Task instructions: Put every line of the material below into a Markdown table with the columns Row and Line, numbering the rows and skipping blank lines. Leave the pictures out of the table.

Input rows:
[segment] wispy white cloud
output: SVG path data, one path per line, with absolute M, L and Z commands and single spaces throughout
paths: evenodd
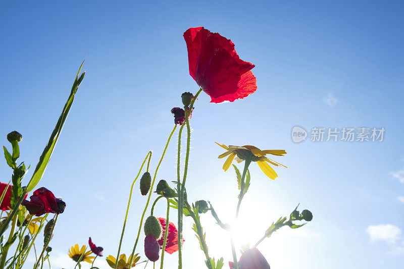
M 393 245 L 401 238 L 401 229 L 392 224 L 369 225 L 366 233 L 372 243 L 384 241 Z
M 323 101 L 329 106 L 334 106 L 337 104 L 338 99 L 334 96 L 332 92 L 329 92 L 328 95 L 323 98 Z
M 404 168 L 397 172 L 391 172 L 389 173 L 393 178 L 398 180 L 400 183 L 404 184 Z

Task output:
| Row | Line |
|---|---|
| 1 | [segment] wispy white cloud |
| 2 | output: SVG path data, one path per line, with absolute M, L and Z commands and single spaces throughout |
| 3 | paths: evenodd |
| 4 | M 393 245 L 401 238 L 401 229 L 392 224 L 369 225 L 366 233 L 372 243 L 384 241 Z |
| 5 | M 323 101 L 329 106 L 334 106 L 337 104 L 338 99 L 334 96 L 332 92 L 329 92 L 328 95 L 323 98 Z |
| 6 | M 404 168 L 397 172 L 391 172 L 389 173 L 393 178 L 398 180 L 400 183 L 404 184 Z |